* **Task requirements**: Please render every line of the records below as a Markdown table with two columns, Row and Line, numbering each row and leaving out blank lines.

* **Stored data**:
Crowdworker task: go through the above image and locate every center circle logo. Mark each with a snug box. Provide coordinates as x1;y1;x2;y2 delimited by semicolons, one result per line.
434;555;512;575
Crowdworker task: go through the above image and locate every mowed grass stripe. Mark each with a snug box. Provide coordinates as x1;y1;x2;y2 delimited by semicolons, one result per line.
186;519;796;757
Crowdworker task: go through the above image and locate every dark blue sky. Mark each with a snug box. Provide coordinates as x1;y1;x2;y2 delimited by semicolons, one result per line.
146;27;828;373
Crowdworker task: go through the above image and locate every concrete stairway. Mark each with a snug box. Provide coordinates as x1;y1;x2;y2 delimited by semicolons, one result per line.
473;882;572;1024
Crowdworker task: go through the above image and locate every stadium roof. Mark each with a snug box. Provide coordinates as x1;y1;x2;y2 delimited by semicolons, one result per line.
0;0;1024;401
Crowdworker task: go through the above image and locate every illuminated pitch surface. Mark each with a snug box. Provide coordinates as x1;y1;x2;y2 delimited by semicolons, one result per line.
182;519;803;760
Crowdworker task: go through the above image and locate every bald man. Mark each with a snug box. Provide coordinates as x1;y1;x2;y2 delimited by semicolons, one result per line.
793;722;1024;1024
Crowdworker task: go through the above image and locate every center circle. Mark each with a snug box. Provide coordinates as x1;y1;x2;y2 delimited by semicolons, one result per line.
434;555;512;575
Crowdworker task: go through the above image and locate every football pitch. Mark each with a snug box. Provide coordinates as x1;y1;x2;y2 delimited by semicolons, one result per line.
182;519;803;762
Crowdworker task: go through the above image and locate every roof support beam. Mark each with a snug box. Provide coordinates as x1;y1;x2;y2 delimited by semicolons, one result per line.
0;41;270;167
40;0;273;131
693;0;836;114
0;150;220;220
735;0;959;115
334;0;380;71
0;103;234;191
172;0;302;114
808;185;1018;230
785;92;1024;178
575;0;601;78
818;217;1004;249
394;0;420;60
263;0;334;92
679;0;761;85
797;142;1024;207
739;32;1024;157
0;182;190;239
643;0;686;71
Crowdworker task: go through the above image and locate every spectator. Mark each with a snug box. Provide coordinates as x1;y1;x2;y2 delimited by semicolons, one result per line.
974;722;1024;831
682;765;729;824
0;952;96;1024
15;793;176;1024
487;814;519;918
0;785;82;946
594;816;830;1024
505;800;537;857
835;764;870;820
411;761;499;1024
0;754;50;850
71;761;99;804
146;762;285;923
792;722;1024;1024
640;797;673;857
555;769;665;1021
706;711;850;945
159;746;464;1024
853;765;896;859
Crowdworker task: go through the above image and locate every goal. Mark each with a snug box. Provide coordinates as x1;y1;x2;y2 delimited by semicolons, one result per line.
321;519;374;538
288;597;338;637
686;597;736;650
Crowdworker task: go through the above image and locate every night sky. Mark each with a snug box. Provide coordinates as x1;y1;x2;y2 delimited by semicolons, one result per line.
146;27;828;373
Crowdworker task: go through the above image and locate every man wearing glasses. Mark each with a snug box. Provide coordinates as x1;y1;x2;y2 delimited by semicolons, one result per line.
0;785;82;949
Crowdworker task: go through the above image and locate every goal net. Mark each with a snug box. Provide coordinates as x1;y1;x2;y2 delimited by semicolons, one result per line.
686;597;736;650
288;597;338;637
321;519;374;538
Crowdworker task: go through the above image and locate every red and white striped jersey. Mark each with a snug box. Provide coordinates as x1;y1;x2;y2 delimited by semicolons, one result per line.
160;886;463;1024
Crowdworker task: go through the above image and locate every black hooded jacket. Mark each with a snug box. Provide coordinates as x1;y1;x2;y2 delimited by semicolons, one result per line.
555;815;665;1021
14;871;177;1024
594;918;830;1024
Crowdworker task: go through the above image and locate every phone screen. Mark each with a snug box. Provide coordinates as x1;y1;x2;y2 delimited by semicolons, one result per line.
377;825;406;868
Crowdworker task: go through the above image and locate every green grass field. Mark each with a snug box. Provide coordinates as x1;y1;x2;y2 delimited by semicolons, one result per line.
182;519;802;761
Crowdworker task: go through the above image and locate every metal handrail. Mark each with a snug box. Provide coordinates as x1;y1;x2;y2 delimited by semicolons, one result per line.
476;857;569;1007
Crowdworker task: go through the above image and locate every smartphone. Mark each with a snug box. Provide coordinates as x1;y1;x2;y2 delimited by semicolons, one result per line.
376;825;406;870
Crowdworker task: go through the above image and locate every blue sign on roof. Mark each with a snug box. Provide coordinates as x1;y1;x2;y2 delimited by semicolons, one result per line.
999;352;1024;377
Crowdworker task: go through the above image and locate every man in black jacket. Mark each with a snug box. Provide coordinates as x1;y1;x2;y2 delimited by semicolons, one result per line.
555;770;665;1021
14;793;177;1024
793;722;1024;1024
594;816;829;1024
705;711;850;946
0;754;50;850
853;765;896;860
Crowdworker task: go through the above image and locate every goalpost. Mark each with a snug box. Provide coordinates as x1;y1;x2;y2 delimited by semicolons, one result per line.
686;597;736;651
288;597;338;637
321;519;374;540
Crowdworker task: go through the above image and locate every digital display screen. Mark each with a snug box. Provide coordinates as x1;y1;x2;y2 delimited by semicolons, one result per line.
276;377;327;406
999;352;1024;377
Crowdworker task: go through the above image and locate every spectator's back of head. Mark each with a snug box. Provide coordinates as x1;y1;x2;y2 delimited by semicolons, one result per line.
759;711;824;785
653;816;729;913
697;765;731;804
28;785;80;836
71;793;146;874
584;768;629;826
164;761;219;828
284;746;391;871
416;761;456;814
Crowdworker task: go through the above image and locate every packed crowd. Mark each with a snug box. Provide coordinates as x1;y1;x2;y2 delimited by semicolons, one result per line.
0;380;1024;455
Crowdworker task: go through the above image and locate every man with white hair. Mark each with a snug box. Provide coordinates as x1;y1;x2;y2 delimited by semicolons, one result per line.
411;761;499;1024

* **Answer to this task**:
| Row | Line |
|---|---|
| 1 | Crowdworker task: go through the above image and locate every center circle logo. Mark each with a snug box. Provide coordinates as x1;y1;x2;y2 delimited by semicolons, one result per line. |
| 2 | 434;555;512;575 |
| 3 | Crowdworker task: go through the above image and locate every mowed grass stripe. Mark each with a snug box. Provide coordinates as x1;y1;x2;y2 delimited by semicolons, one result per line. |
| 4 | 186;519;796;757 |
| 5 | Crowdworker task: go through the above image and locate every dark blue sky. Mark each with a snug box. Provide coordinates as x1;y1;x2;y2 delimited by semicolons, one result per line. |
| 6 | 146;27;828;373 |
| 7 | Crowdworker task: go through the above image and locate every concrete stairway. Mark each with a snug box. Provide coordinates as x1;y1;x2;y2 delimited by semicolons, one result per line. |
| 8 | 473;882;572;1024 |
| 9 | Crowdworker task: go through the above image and locate every stadium roof. Mark each with a snug box. Provide coordinates as x1;y1;x2;y2 delimited by semicolons, one result per line. |
| 10 | 0;0;1024;401 |
| 11 | Crowdworker task: go through the above image and locate every illuminated pitch surface. Mark each with a snug box. Provide coordinates as x1;y1;x2;y2 delimited by semicolons, one result per line. |
| 12 | 182;519;803;760 |
| 13 | Crowdworker task: go through the above image and locate every bald man. Mark each with a snug box. Provide coordinates as x1;y1;x2;y2 delimited by semicolons, one result per line. |
| 14 | 793;722;1024;1024 |
| 15 | Crowdworker task: go through the above image and locate every center circle. Mark each with a snug box. Provide coordinates as x1;y1;x2;y2 delimited by semicolons, one result per line. |
| 16 | 434;555;512;575 |
| 17 | Crowdworker task: go through the above image and locate every football pitch. Mark each with a snug box. Provide coordinates as x1;y1;x2;y2 delimited by semicolons, one result per line. |
| 18 | 182;519;803;762 |
| 19 | Crowdworker task: go through the above image and locate every roof support beam. Mark each with a snug box. Provide coordinates as x1;y1;x2;y2 delimited by semicolons, one result per line. |
| 20 | 0;41;270;167 |
| 21 | 40;0;273;131 |
| 22 | 693;0;836;114 |
| 23 | 0;150;220;220 |
| 24 | 735;0;959;115 |
| 25 | 334;0;380;71 |
| 26 | 0;103;234;191 |
| 27 | 172;0;302;114 |
| 28 | 808;185;1018;230 |
| 29 | 785;92;1024;178 |
| 30 | 575;0;601;78 |
| 31 | 818;217;1004;249 |
| 32 | 394;0;420;60 |
| 33 | 263;0;334;92 |
| 34 | 679;0;761;85 |
| 35 | 797;142;1024;207 |
| 36 | 739;32;1024;157 |
| 37 | 0;182;190;239 |
| 38 | 643;0;686;71 |
| 39 | Crowdworker task: go through the above image and locate every spectator. Mark each with a snug box. Provide coordinates as x1;y1;x2;y2 delimited by semicolons, one result per line. |
| 40 | 974;722;1024;831 |
| 41 | 682;765;729;824 |
| 42 | 0;952;96;1024 |
| 43 | 15;793;176;1024 |
| 44 | 487;814;519;918 |
| 45 | 0;785;82;946 |
| 46 | 594;816;830;1024 |
| 47 | 505;800;537;857 |
| 48 | 835;764;870;820 |
| 49 | 411;761;499;1024 |
| 50 | 0;754;50;850 |
| 51 | 71;761;99;804 |
| 52 | 146;762;285;923 |
| 53 | 792;722;1024;1024 |
| 54 | 640;797;673;857 |
| 55 | 555;769;665;1021 |
| 56 | 706;711;850;945 |
| 57 | 159;746;464;1024 |
| 58 | 853;765;896;859 |
| 59 | Crowdworker task: go through the above image and locate every goal. Mark each with a snug box. Provide coordinates as x1;y1;x2;y2 delimited by semicolons, one result per line. |
| 60 | 321;519;374;538 |
| 61 | 288;597;338;637 |
| 62 | 686;597;736;650 |
| 63 | Crowdworker task: go through the above image and locate every night sky. Mark each with a snug box. Provide coordinates as x1;y1;x2;y2 delimited by semicolons, one result per line. |
| 64 | 146;27;828;373 |
| 65 | Crowdworker task: go through the above image and locate every man wearing glasses. Mark each with a snug box. Provide coordinates as x1;y1;x2;y2 delimited by semicolons, one result per line. |
| 66 | 0;785;82;949 |
| 67 | Crowdworker task: go through the above image and locate every goal net. Mark each with a snug box. Provide coordinates as x1;y1;x2;y2 delimited by semicolons, one result per line. |
| 68 | 686;597;736;650 |
| 69 | 288;597;338;637 |
| 70 | 321;519;374;538 |
| 71 | Crowdworker task: go through the above image and locate every red and white striped jersey. Mark each with a snug box. Provide coordinates as x1;y1;x2;y2 delimited by semicolons, one result per line. |
| 72 | 160;886;463;1024 |
| 73 | Crowdworker task: go through the above image and locate every black hooded jacket. Mark each with a snug box. Provide coordinates as x1;y1;x2;y2 delimited by semicolons, one result per line. |
| 74 | 555;815;665;1021 |
| 75 | 14;871;177;1024 |
| 76 | 594;918;830;1024 |
| 77 | Crowdworker task: go through the above image and locate every phone screen. Mark each with a snug box. Provide coordinates as x1;y1;x2;y2 delimited by semicolons, one result per line. |
| 78 | 377;825;406;868 |
| 79 | Crowdworker task: go through the above image and locate every green grass field. Mark each with a snug box. Provide coordinates as x1;y1;x2;y2 delimited by semicolons, one result per line. |
| 80 | 182;519;802;761 |
| 81 | Crowdworker task: go through the above image and locate every metal handrail. Mark each with a snug box. Provide coordinates as x1;y1;x2;y2 delimited by semicolons, one result per line. |
| 82 | 476;857;569;1007 |
| 83 | Crowdworker task: go through the above image and locate every smartphone. Mark each with a snug box. Provide coordinates as x1;y1;x2;y2 delimited by semicolons, one result per line. |
| 84 | 376;825;406;870 |
| 85 | Crowdworker task: go through the above image and locate every blue sign on roof. Mark each with a snug box. Provide coordinates as x1;y1;x2;y2 delimited by semicolons, one result per line. |
| 86 | 999;352;1024;377 |
| 87 | Crowdworker task: go through the above image and locate every man in black jacket. Mark each with a snug box. Provide coordinates as x1;y1;x2;y2 delimited by semicolons, one result per line. |
| 88 | 555;770;665;1021 |
| 89 | 14;793;177;1024 |
| 90 | 793;722;1024;1024 |
| 91 | 594;816;829;1024 |
| 92 | 705;711;850;946 |
| 93 | 0;754;50;850 |
| 94 | 853;765;896;860 |
| 95 | Crowdworker task: go through the above image and locate every goalpost. Mark each with a snug box. Provide coordinates as x1;y1;x2;y2 delimited by semicolons, one result per line. |
| 96 | 686;597;736;651 |
| 97 | 288;597;338;637 |
| 98 | 321;519;374;540 |
| 99 | Crowdworker task: go through the above image and locate every digital display screen. Mark each with a snug box. Provide coordinates as x1;y1;x2;y2 delimited by semicolons, one result per line. |
| 100 | 276;377;327;406 |
| 101 | 999;352;1024;377 |
| 102 | Crowdworker task: go through the above image and locate every spectator's back of head. Mark each with a snug box. Provide coordinates as x1;y1;x2;y2 delimited by semicolons, one result per line. |
| 103 | 759;711;824;785 |
| 104 | 653;816;729;913 |
| 105 | 697;765;731;804 |
| 106 | 28;785;80;836 |
| 107 | 71;793;146;874 |
| 108 | 584;768;629;826 |
| 109 | 164;761;219;828 |
| 110 | 284;746;391;871 |
| 111 | 416;761;456;814 |
| 112 | Crowdworker task: go through the above image and locate every packed crowd. Mark each with a snug box. Provide coordinates as x1;y1;x2;y2 delimited by semicolons, one result per line. |
| 113 | 0;380;1024;455 |
| 114 | Crowdworker task: go through the above image and locate every man with white hair. Mark each with a snug box. Provide coordinates as x1;y1;x2;y2 delimited by semicolons, one result per line. |
| 115 | 411;761;499;1024 |